### DOCUMENT SECTION
╭──
They alleged the hospital charged them ₹12.5 lakh and threatened them with discharge if they did not pay, adding that they paid ₹10 lakh by borrowing money from friends, relatives and neighbours. They also contended that they were charged for medical services that were not even extended to them.

Last month, a 76-year-old man succumbed to the virus following a 15-day stay at the ICU of the suburban Nanavati Hospital, which saddled his family with a bill for ₹16 lakh. The family was quarantined at home while the man was hospitalised, and had to pay Rs 60,000 online upon his admission.

The charges kept on rising thereafter, following which the family was informed by the accounts department that if there was any delay in payments, the septuagenarian’s treatment would be stopped.

The wife of another 76-year-old, from Colaba’s Cusrow Baug, has appealed for financial help from charitable agencies like the Lions Club “in view of substantial medical expenses for my husband”. Hospitalisation charges currently stand at ₹22 lakh, with her husband having been under treatment for COVID-19 in the ICU of south Mumbai’s Breach Candy Hospital since 7 May.

His condition was aggravated by his co-morbidity, with diabetes and hypertension, and the costs are mounting, because though he is responding to treatment, the hospital says his discharge may take another two to three weeks. Though the patient has health insurance coverage for ₹9 lakh with Paramount Health Services, the insurer has declined to sanction more than ₹ 4 lakh. His daughter has requested advances against her own salary, and the family has taken loans from friends and relatives to help them tide over the expenses.

Former BJP MP Kirit Somaiya has written to Zenith Hospital in Malad that he has been approached for redress by the family of 68-year-old Sangeeta Meshru who says that the hospital has billed them for ₹9.74 lakh for her stay there from 1 June and has refused to discharge her until the full amount that the family contests is paid.

Often, city private hospitals make a personal appraisal of the patient to ascertain whether his or her family would be able to afford its treatment. If they discern any inability, they will feign bed unavailability.

Acting on complaints of bed unavailability, the government has issued show cause notices to four private hospitals, namely, Bombay Hospital, Jaslok Hospital, Hinduja Hospital and Lilavati Hospital.
╰──
### PROVIDED INFORMATION
╭──
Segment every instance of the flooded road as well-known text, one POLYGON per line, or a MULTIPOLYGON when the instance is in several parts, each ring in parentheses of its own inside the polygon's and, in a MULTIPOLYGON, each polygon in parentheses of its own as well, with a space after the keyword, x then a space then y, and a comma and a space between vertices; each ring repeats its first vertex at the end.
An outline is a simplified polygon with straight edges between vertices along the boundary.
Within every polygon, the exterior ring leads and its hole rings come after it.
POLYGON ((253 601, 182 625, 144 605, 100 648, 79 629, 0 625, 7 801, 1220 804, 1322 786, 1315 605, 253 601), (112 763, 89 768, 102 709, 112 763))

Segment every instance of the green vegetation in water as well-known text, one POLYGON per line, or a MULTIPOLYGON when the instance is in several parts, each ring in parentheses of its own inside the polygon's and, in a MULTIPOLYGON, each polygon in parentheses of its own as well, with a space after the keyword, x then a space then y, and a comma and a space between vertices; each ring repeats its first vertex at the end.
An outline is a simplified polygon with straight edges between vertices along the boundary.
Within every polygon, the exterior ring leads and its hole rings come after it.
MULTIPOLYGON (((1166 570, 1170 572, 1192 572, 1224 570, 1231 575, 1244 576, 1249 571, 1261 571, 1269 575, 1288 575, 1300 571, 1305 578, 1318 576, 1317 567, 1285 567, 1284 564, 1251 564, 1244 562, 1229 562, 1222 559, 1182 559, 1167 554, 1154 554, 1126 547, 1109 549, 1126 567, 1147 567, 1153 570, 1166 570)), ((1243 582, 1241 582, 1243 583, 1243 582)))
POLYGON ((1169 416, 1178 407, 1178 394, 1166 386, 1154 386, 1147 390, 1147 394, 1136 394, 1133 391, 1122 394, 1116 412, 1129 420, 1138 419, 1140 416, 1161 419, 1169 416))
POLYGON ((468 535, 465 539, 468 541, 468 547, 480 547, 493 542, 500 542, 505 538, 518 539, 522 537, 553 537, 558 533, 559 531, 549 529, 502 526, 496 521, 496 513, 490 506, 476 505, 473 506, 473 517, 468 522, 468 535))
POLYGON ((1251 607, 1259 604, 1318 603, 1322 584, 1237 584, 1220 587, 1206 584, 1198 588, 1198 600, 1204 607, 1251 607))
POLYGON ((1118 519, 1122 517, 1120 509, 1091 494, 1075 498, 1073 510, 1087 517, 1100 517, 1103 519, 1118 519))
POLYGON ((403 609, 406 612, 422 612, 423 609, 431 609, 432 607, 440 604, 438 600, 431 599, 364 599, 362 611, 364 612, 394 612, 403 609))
╰──
### USING THE INFORMATION
**a)** Answer these questions about the text on COVID-19 hospital bills in Mumbai:
(i) How much did the family of the 76-year-old at Nanavati Hospital have to pay online upon his admission?
(ii) For how much is the Cusrow Baug patient's health insurance coverage, and what is the most the insurer has agreed to sanction?
(iii) Which four private hospitals received show cause notices from the government?
**b)** Carry on the text on COVID-19 hospital bills in Mumbai, beginning right after its last sentence.

### ANSWERS PROVIDED
**a)**
(i) Rs 60,000
(ii) The coverage is for ₹9 lakh, and the insurer has declined to sanction more than ₹4 lakh.
(iii) Bombay Hospital, Jaslok Hospital, Hinduja Hospital and Lilavati Hospital

**b)**
The issue of overcharging by private hospitals for COVID-19 treatment has been taken to court, including the Supreme Court where All India Drug Action Network (AIDAN) and Jan Swasthya Abhiyan (JSA), both networks of non-profit civil society organisations, are impleading in one such case. The bench has now waived its initial restraint of the plaint to the matter of overcharging or violation of free bed conditions by only private hospitals built on concessional land.

Mumbai-based educationist and social worker, Sagar Jondhale, has filed a public interest litigation (PIL) before the Bombay High Court for restraining the Maharashtra government’s notification of 21 May providing for maximum rates chargeable to COVID-19 patients by private hospitals.

The petitioner says the notification permits the hospitals to charge separately for pharmacy and pathology services, and that even if the minimum rates are charged, the patient will still end up paying not less than ₹ 75,000 to ₹100,000 for a general ward.

“The State of Maharashtra, being the custodian of the lives of the citizens of Maharashtra, should provide a total free treatment to its citizens,” the petition prays. He calculates that the cost to government would be a relatively negligible Rs 200 to 300 Crore.

The Maharashtra Task Force on COVID-19 headed by Dr Sanjay Oak, former dean at the municipal King Edward Memorial (KEM) Hospital, concedes that those requiring critical care beds have frequently had to struggle for them, and the dashboard plan, which was to purvey information to citizens, had failed.